BEGIN Input data

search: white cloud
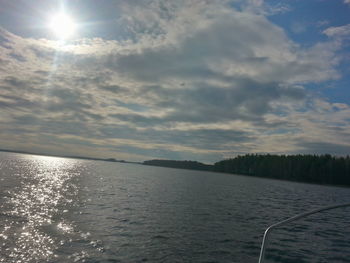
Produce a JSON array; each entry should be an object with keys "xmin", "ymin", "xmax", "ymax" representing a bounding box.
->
[
  {"xmin": 323, "ymin": 24, "xmax": 350, "ymax": 38},
  {"xmin": 0, "ymin": 0, "xmax": 349, "ymax": 160}
]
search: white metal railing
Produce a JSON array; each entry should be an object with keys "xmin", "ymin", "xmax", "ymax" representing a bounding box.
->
[{"xmin": 259, "ymin": 203, "xmax": 350, "ymax": 263}]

END Input data

■ Exercise description
Print all of the records above line for line, without any alteration, and omit the pictures from your output.

■ Result of this exercise
search: white cloud
Produce a JSON array; each entry should be an object with keys "xmin", "ymin", "xmax", "ymax" representing a bounding box.
->
[
  {"xmin": 323, "ymin": 24, "xmax": 350, "ymax": 38},
  {"xmin": 0, "ymin": 0, "xmax": 349, "ymax": 160}
]
search: white metal railing
Produce a JSON array; each entry should be an object with keys "xmin", "ymin", "xmax", "ymax" representing a bounding box.
->
[{"xmin": 259, "ymin": 203, "xmax": 350, "ymax": 263}]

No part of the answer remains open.